::: Raw data :::

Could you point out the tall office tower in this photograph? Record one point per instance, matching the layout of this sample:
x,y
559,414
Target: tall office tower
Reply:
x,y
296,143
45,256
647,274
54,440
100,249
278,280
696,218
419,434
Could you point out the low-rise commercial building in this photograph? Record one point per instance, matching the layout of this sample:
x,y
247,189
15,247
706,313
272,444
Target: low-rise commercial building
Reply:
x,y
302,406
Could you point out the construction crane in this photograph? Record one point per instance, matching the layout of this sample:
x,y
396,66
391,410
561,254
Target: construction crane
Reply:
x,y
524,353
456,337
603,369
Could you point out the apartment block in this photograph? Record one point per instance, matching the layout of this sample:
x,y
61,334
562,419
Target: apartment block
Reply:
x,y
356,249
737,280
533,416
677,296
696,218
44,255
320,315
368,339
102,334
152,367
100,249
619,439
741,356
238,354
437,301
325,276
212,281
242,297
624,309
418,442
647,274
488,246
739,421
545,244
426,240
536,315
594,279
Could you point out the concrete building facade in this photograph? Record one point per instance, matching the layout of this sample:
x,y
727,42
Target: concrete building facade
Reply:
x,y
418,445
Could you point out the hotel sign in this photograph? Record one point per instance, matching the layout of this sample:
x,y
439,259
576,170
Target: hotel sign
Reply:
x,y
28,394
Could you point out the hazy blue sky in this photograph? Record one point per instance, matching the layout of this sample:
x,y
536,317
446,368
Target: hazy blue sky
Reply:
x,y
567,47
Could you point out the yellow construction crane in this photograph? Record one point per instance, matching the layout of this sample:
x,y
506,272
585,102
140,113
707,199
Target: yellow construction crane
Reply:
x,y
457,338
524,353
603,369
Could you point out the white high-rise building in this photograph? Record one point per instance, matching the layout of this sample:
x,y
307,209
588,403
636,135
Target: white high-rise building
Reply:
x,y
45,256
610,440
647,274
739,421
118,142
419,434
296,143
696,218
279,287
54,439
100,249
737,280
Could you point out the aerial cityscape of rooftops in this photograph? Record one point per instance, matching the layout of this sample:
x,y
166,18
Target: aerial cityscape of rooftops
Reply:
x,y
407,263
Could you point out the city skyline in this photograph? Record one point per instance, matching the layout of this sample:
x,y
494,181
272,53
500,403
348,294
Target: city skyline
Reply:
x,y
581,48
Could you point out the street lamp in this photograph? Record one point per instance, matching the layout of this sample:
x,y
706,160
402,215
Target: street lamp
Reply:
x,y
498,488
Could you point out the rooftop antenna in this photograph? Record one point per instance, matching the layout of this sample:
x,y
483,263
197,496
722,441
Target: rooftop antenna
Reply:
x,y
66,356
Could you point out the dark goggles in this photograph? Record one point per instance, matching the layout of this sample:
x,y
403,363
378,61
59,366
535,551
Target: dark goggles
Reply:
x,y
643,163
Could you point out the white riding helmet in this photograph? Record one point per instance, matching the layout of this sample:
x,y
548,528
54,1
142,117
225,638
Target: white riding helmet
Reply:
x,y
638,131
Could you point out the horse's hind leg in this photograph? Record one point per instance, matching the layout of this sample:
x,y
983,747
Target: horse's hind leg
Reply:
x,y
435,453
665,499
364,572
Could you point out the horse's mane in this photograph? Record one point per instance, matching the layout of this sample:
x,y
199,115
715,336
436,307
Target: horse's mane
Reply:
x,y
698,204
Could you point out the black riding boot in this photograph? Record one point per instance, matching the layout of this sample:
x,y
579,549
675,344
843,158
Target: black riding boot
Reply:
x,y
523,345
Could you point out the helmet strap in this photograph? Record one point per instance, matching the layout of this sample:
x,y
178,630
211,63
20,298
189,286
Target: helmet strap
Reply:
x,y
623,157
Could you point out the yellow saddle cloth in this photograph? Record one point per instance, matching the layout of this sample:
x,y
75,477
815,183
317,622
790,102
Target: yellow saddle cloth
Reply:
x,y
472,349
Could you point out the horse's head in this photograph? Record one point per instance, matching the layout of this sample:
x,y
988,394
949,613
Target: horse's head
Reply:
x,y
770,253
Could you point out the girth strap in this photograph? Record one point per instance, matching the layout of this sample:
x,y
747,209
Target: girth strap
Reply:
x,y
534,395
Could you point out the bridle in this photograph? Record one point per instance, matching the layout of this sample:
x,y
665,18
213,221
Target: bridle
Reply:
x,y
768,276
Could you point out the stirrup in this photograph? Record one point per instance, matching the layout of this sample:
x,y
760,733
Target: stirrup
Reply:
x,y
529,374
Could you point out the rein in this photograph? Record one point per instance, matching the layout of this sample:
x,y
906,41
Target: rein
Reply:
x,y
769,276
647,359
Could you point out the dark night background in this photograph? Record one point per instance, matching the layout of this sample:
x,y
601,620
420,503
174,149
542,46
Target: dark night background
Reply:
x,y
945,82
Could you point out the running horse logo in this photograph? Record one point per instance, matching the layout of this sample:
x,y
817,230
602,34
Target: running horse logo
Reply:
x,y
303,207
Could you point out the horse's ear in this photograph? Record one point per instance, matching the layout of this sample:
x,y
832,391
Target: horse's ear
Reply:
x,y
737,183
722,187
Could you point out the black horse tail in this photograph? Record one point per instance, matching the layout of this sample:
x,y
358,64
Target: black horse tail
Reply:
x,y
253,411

:::

▸ Required task
Set out exactly the run of lines that begins at the line holding "Could you point out the rein" and ends at the last line of the data.

▸ Output below
Could you point out the rein in this photograph? Record one point per instance, matching the layout of this sample:
x,y
906,41
Target: rein
Reply:
x,y
769,276
647,359
Could you point out the dark night background in this photograph? Record one point per instance, matching the layout of this sample:
x,y
601,620
420,503
174,149
542,46
Target: dark night background
Reply:
x,y
945,82
Could you point out the running horse logo in this photograph? Record one point per instance, matching the layout of this sample:
x,y
817,230
602,34
Target: running horse logo
Reply:
x,y
303,207
Could you point out the horse's ear in this photograph? Record one point per instance, matching the layout of this sample:
x,y
832,391
Target: horse's ear
Reply:
x,y
737,183
722,187
Could you point out the black horse tail in this photograph? Record one point per instance, matching the layout of this sample:
x,y
358,64
Target: black horse tail
Reply:
x,y
253,411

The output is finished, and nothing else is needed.